*INSTRUCTIONS FOR THE TASK:* Present all of the records below as a Markdown table with two columns, Row and Record, giving each line its own numbered row and leaving out blank lines.

________

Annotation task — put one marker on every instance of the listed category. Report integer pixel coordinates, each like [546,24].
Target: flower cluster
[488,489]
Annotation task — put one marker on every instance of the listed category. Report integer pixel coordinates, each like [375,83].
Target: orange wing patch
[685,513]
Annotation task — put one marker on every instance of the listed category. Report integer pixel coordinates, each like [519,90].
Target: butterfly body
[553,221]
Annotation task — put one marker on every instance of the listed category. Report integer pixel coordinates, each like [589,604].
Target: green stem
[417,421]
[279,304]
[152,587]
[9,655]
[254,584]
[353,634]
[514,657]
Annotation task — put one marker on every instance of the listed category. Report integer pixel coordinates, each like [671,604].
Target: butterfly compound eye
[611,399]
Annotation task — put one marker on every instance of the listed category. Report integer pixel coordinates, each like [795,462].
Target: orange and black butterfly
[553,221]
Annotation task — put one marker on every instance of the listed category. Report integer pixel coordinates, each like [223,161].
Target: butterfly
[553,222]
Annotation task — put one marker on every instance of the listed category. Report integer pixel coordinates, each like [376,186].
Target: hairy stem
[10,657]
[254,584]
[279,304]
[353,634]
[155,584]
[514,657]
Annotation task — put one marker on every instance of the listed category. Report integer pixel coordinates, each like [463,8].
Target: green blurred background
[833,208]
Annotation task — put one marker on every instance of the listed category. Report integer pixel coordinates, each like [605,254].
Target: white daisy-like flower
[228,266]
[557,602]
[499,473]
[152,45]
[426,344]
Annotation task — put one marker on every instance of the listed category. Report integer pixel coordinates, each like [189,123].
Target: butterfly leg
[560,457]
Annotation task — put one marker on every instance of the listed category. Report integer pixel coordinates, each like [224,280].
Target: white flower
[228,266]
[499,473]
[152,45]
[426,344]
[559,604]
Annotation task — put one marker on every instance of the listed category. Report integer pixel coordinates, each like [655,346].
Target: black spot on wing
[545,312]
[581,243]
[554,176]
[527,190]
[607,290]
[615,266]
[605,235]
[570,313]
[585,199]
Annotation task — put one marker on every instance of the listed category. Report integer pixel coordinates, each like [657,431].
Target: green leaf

________

*RESULT FOR THIS TASK:*
| Row | Record |
|---|---|
| 1 | Annotation task — put one marker on every instance of the listed category. Report integer pixel coordinates, each like [546,24]. |
| 2 | Target: flower cluster |
| 3 | [488,489] |
| 4 | Annotation task — put one marker on every instance of the listed category. Report integer pixel coordinates, each like [375,83]. |
| 5 | Target: orange wing patch |
| 6 | [685,513] |
| 7 | Annotation task — put one marker on every instance of the listed category. Report integer pixel coordinates, each like [519,90]. |
| 8 | Target: butterfly body |
| 9 | [553,221] |
| 10 | Annotation task — put one marker on every instance of the listed category. Report integer pixel coordinates, each like [589,604]. |
| 11 | Target: green stem |
| 12 | [417,421] |
| 13 | [279,304] |
| 14 | [152,587] |
| 15 | [9,655] |
| 16 | [254,584] |
| 17 | [353,634] |
| 18 | [514,657] |
| 19 | Annotation task — put one marker on every instance of the listed category. Report integer pixel coordinates, each like [671,604]. |
| 20 | Target: butterfly compound eye |
| 21 | [611,399] |
| 22 | Annotation task — put one marker on every instance of the listed category. Report integer pixel coordinates, each like [795,462]. |
| 23 | Target: orange and black butterfly |
| 24 | [553,221] |
| 25 | Annotation task — put one marker on every instance of the listed category. Report integer pixel coordinates, each like [223,161]. |
| 26 | Target: butterfly |
| 27 | [553,222] |
| 28 | Annotation task — put one marker on every instance of the listed category. Report integer pixel coordinates, each like [376,186]. |
| 29 | Target: hairy stem |
| 30 | [10,657] |
| 31 | [254,584] |
| 32 | [279,304] |
| 33 | [353,634] |
| 34 | [155,584] |
| 35 | [514,657] |
| 36 | Annotation task — put one marker on every instance of the listed category. Report integer pixel coordinates, each like [463,8]. |
| 37 | Target: green blurred background |
| 38 | [833,208] |
| 39 | Annotation task — put one marker on every instance of the listed category. Report integer pixel coordinates, each like [605,254]. |
| 40 | Target: white daisy-like flower |
| 41 | [228,266] |
| 42 | [557,602] |
| 43 | [499,473] |
| 44 | [152,45] |
| 45 | [426,344] |
| 46 | Annotation task — put one marker on every instance of the listed category. Report integer pixel coordinates, each like [189,123]. |
| 47 | Target: butterfly leg |
| 48 | [560,457] |
| 49 | Annotation task — put one marker on every instance of the listed category. Report integer pixel coordinates, each like [224,280]. |
| 50 | Target: white flower |
| 51 | [228,266] |
| 52 | [499,473] |
| 53 | [152,45] |
| 54 | [426,344] |
| 55 | [559,604] |
| 56 | Annotation task — put one marker on every instance of the listed category. Report integer pixel coordinates, each like [655,346]. |
| 57 | Target: black spot on wing |
| 58 | [545,312] |
| 59 | [581,243] |
| 60 | [554,176] |
| 61 | [527,190] |
| 62 | [607,290] |
| 63 | [615,266] |
| 64 | [605,235] |
| 65 | [570,313] |
| 66 | [585,199] |
| 67 | Annotation task — put one marker on every instance of the listed category. Report integer pixel coordinates, each like [657,431]. |
| 68 | Target: green leaf |